**Problem requirements:**
Print, please, the line that contains "of the textured" and each line after it to the end of the entries, unchanged and with nothing else.

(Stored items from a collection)
——————————

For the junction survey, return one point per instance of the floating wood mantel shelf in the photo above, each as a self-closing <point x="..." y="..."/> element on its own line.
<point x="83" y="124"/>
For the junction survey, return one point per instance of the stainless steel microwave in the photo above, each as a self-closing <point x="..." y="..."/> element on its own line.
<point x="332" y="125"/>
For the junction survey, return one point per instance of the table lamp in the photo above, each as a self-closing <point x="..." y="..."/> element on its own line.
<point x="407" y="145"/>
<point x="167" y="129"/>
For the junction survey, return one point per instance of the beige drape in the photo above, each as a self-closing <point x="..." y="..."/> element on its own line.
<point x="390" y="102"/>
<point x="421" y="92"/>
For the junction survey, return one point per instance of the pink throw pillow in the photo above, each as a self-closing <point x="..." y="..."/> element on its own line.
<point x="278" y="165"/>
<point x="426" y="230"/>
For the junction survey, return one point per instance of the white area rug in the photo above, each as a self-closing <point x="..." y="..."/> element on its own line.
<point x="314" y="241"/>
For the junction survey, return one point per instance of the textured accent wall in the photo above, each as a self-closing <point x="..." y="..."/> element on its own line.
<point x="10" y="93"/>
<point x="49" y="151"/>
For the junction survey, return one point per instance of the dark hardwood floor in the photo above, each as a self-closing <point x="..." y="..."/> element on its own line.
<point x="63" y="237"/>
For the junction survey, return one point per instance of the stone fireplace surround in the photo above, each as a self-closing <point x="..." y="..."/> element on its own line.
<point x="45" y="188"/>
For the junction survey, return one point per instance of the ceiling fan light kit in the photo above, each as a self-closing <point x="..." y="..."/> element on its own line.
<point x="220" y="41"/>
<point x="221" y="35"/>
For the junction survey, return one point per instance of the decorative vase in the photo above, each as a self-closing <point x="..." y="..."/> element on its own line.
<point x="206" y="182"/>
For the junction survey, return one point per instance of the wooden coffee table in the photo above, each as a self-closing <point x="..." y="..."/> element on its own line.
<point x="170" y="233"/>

——————————

**Task answer:**
For the junction survey, return one point per instance of the textured accent wall in the photo above, each as a self-closing <point x="..." y="..."/> element on its own line.
<point x="10" y="93"/>
<point x="49" y="151"/>
For the junction survey, return one point per instance of the dark hardwood floor in the photo above, each as a self-closing <point x="..." y="..."/> element on its own line.
<point x="63" y="237"/>
For the junction survey, return one point per instance of the stone fireplace surround in the photo above, each as a self-closing <point x="..." y="..."/> element on its own line.
<point x="45" y="188"/>
For the junction survey, return one point per instance of the ceiling fan light kit in the photo above, each as a self-closing <point x="..." y="..."/> element on its own line.
<point x="220" y="41"/>
<point x="221" y="35"/>
For the junction survey, return one point per instance of the decorative vase in the photo above, each as a self-closing <point x="..." y="..."/> element on its own line.
<point x="206" y="182"/>
For the junction survey, return one point per instance of the wooden coffee table in the photo above, each as a self-closing <point x="..." y="..."/> element on its own line.
<point x="170" y="233"/>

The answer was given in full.